> **Position identification records**
Start

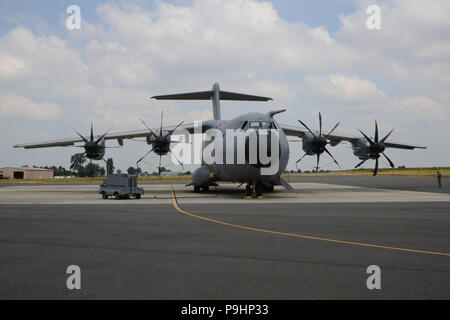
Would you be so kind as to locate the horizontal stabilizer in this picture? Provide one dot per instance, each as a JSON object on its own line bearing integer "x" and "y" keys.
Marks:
{"x": 208, "y": 95}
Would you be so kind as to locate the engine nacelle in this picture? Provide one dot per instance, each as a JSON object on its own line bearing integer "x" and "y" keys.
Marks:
{"x": 307, "y": 144}
{"x": 361, "y": 149}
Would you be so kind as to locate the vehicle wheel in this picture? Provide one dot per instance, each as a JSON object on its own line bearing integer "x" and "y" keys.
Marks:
{"x": 259, "y": 189}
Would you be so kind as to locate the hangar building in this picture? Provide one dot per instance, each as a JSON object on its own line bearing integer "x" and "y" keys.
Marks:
{"x": 25, "y": 173}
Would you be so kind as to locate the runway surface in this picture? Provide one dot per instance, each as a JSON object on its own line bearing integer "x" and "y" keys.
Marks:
{"x": 150, "y": 249}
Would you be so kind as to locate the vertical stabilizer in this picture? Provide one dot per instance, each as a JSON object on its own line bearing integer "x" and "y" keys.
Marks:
{"x": 215, "y": 97}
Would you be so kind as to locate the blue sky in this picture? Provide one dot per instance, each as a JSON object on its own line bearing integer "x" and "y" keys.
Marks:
{"x": 307, "y": 60}
{"x": 22, "y": 12}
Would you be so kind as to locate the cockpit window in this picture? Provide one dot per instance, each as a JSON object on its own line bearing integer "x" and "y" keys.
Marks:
{"x": 260, "y": 125}
{"x": 266, "y": 125}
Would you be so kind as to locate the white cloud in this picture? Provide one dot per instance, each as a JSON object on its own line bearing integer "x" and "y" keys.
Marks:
{"x": 109, "y": 69}
{"x": 342, "y": 88}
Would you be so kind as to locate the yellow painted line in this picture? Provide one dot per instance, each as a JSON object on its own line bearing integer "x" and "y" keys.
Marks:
{"x": 175, "y": 204}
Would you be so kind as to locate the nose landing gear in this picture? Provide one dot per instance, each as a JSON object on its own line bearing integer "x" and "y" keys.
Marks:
{"x": 254, "y": 186}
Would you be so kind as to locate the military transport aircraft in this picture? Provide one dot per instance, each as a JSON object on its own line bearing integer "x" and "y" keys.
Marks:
{"x": 314, "y": 143}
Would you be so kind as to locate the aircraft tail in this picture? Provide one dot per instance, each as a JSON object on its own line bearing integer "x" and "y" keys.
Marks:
{"x": 215, "y": 95}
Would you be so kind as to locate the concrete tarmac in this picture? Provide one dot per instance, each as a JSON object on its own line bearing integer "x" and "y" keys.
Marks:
{"x": 150, "y": 250}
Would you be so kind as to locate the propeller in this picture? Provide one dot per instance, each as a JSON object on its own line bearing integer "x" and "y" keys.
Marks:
{"x": 376, "y": 148}
{"x": 319, "y": 142}
{"x": 92, "y": 146}
{"x": 160, "y": 142}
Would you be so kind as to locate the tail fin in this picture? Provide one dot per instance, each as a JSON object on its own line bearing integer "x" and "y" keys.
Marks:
{"x": 215, "y": 95}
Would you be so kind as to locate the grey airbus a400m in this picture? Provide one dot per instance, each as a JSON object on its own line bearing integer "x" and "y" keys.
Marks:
{"x": 314, "y": 143}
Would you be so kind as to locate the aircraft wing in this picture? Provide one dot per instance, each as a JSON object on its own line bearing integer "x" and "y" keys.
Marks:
{"x": 119, "y": 136}
{"x": 337, "y": 138}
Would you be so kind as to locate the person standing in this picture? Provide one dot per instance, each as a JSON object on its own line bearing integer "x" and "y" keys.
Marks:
{"x": 439, "y": 176}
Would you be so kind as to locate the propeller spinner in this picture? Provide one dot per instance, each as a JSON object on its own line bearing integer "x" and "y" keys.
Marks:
{"x": 319, "y": 142}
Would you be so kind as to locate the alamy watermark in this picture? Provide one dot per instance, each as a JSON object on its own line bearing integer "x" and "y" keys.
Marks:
{"x": 74, "y": 280}
{"x": 73, "y": 22}
{"x": 258, "y": 147}
{"x": 374, "y": 280}
{"x": 373, "y": 22}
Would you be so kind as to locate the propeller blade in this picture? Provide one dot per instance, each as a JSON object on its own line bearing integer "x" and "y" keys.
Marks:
{"x": 387, "y": 136}
{"x": 376, "y": 168}
{"x": 81, "y": 136}
{"x": 360, "y": 164}
{"x": 160, "y": 130}
{"x": 376, "y": 131}
{"x": 332, "y": 130}
{"x": 137, "y": 163}
{"x": 318, "y": 161}
{"x": 307, "y": 128}
{"x": 320, "y": 124}
{"x": 389, "y": 160}
{"x": 367, "y": 138}
{"x": 301, "y": 158}
{"x": 151, "y": 131}
{"x": 326, "y": 150}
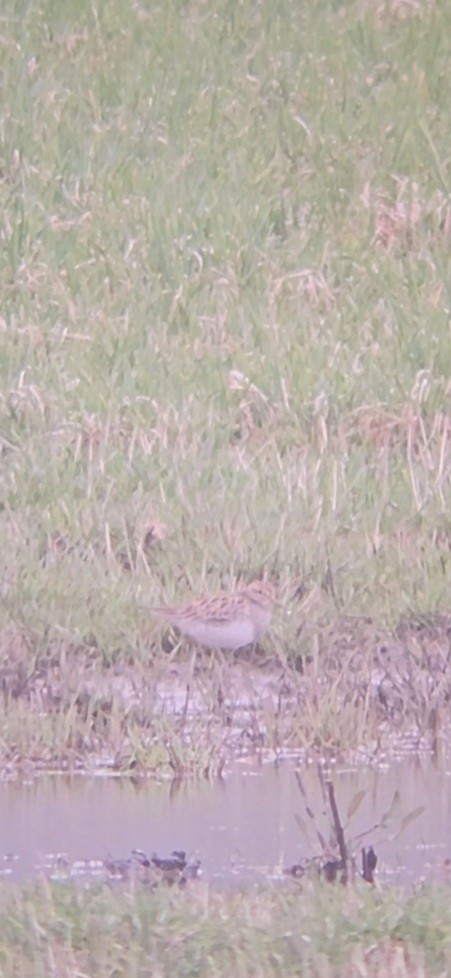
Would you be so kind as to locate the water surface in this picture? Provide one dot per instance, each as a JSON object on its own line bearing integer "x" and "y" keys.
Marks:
{"x": 242, "y": 829}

End

> **What the exercise asks**
Extract the entries in full, exactly as they are, minus the pictures.

> **The completed task**
Would you be so kind as to locate the horizontal stabilizer in this picture? Provide one dot per instance, each as a JSON object on its own line bearing integer "x" and "y" keys.
Marks:
{"x": 208, "y": 95}
Would you be so kind as to locate the engine nacelle in this picture? Provide one dot per instance, each as a JSON object on its own line bearing integer "x" and "y" keys.
Marks:
{"x": 307, "y": 144}
{"x": 361, "y": 149}
Would you be so kind as to locate the vehicle wheel in this picture? Provide one dot per instance, each as a JSON object on its own line bearing integer "x" and "y" keys.
Marks:
{"x": 259, "y": 189}
Would you be so kind as to locate the hangar building in this picture? Provide one dot per instance, each as a JSON object on its own line bearing integer "x" and "y" keys.
Marks:
{"x": 25, "y": 173}
Would you be so kind as to locate the runway surface in this picture? Provide one dot per instance, each as a JSON object on its own line bearing integer "x" and "y" keys.
Marks:
{"x": 150, "y": 249}
Would you be so kind as to locate the vertical stabilizer in this picture? Provide one dot per instance, each as a JSON object on its own line bearing integer "x" and "y" keys.
Marks:
{"x": 215, "y": 97}
Would you be so kind as to locate the blue sky in this picture? Provide one dot per instance, each as a JSON object on its own line bearing integer "x" and "y" keys.
Marks:
{"x": 307, "y": 60}
{"x": 22, "y": 12}
Would you be so kind as to locate the cockpit window in this picture? Provide one dot per instance, each as a JSON object on its own line bearing integer "x" and "y" keys.
Marks:
{"x": 260, "y": 125}
{"x": 266, "y": 125}
Would you be so kind as to locate the white cloud in this picture? Provide one dot per instance, each as a JSON object on its own line bearing integer "x" and "y" keys.
Marks:
{"x": 109, "y": 69}
{"x": 342, "y": 88}
Would you be so kind as to locate the yellow painted line in this picture? Provide one dot per instance, each as a JSON object on its own line bearing integer "x" and "y" keys.
Marks:
{"x": 175, "y": 204}
Would you be so kind as to locate the nose landing gear in this picture? Provide one dot per instance, each as a JSON object on its own line bearing integer "x" and "y" keys.
Marks:
{"x": 254, "y": 186}
Would you be so kind as to locate the military transport aircraft in this picture? Provide one dot per instance, each as a JSON object on its own line bearing integer "x" and "y" keys.
Marks:
{"x": 314, "y": 143}
Would you be so kind as to locate the aircraft tail in this picture? Provide one dot per instance, each as a JSON object on its own line bearing integer "x" and "y" keys.
Marks:
{"x": 215, "y": 95}
Would you be so kind as to locate the concrete tarmac in this picture? Provide one dot per instance, each as a JSON object on its own line bearing integer "x" and "y" keys.
Marks:
{"x": 150, "y": 250}
Would you be so kind as to locate the propeller in this picture? Provide one dot per instance, each as a JSON object on its own line bearing integer "x" and "y" keys.
Marks:
{"x": 376, "y": 148}
{"x": 319, "y": 142}
{"x": 92, "y": 146}
{"x": 160, "y": 142}
Would you be so kind as to locate the tail fin in this picture? Provide one dot per instance, each as a JSON object on its own line bearing integer "x" and "y" keys.
Marks:
{"x": 215, "y": 95}
Would you be so kind as to locate the grey airbus a400m in this picture? Provide one dot per instance, each as a JSON object on its own line bearing integer "x" and "y" keys.
Marks:
{"x": 314, "y": 143}
Would you be so kind as to locate the aircraft wing in this picture? Provide one dot per instance, each as a JSON object on its own line bearing integer "x" and "y" keys.
Marks:
{"x": 119, "y": 136}
{"x": 337, "y": 138}
Would you be so kind as to locate the person standing in this picture? Provide one dot per instance, each as a JSON object on its own line bearing integer "x" and "y" keys.
Marks:
{"x": 439, "y": 176}
Would you be so kind as to locate the propeller spinner in this picture? Provide one dot per instance, each as a JSON object on its own line bearing integer "x" and "y" keys.
Marks:
{"x": 319, "y": 142}
Would you be so kind as to locate the alamy watermark in this picture? Provide one dot per instance, each as a JSON object on its own line bearing integer "x" and "y" keys.
Marks:
{"x": 74, "y": 280}
{"x": 73, "y": 22}
{"x": 258, "y": 147}
{"x": 374, "y": 280}
{"x": 373, "y": 22}
Would you be so kind as to locate the propeller blade in this picture? Provide one dot per instance, each as a JSON object on its own line bearing integer "x" and "y" keys.
Marks:
{"x": 387, "y": 136}
{"x": 376, "y": 168}
{"x": 81, "y": 136}
{"x": 360, "y": 164}
{"x": 160, "y": 130}
{"x": 376, "y": 131}
{"x": 332, "y": 130}
{"x": 137, "y": 163}
{"x": 318, "y": 161}
{"x": 307, "y": 128}
{"x": 320, "y": 124}
{"x": 389, "y": 160}
{"x": 367, "y": 138}
{"x": 301, "y": 158}
{"x": 151, "y": 131}
{"x": 326, "y": 150}
Would you be so kind as to locate the water surface in this picture? Provide one dot per instance, each as a JSON object on its own line bearing integer "x" and "y" keys.
Marks:
{"x": 242, "y": 829}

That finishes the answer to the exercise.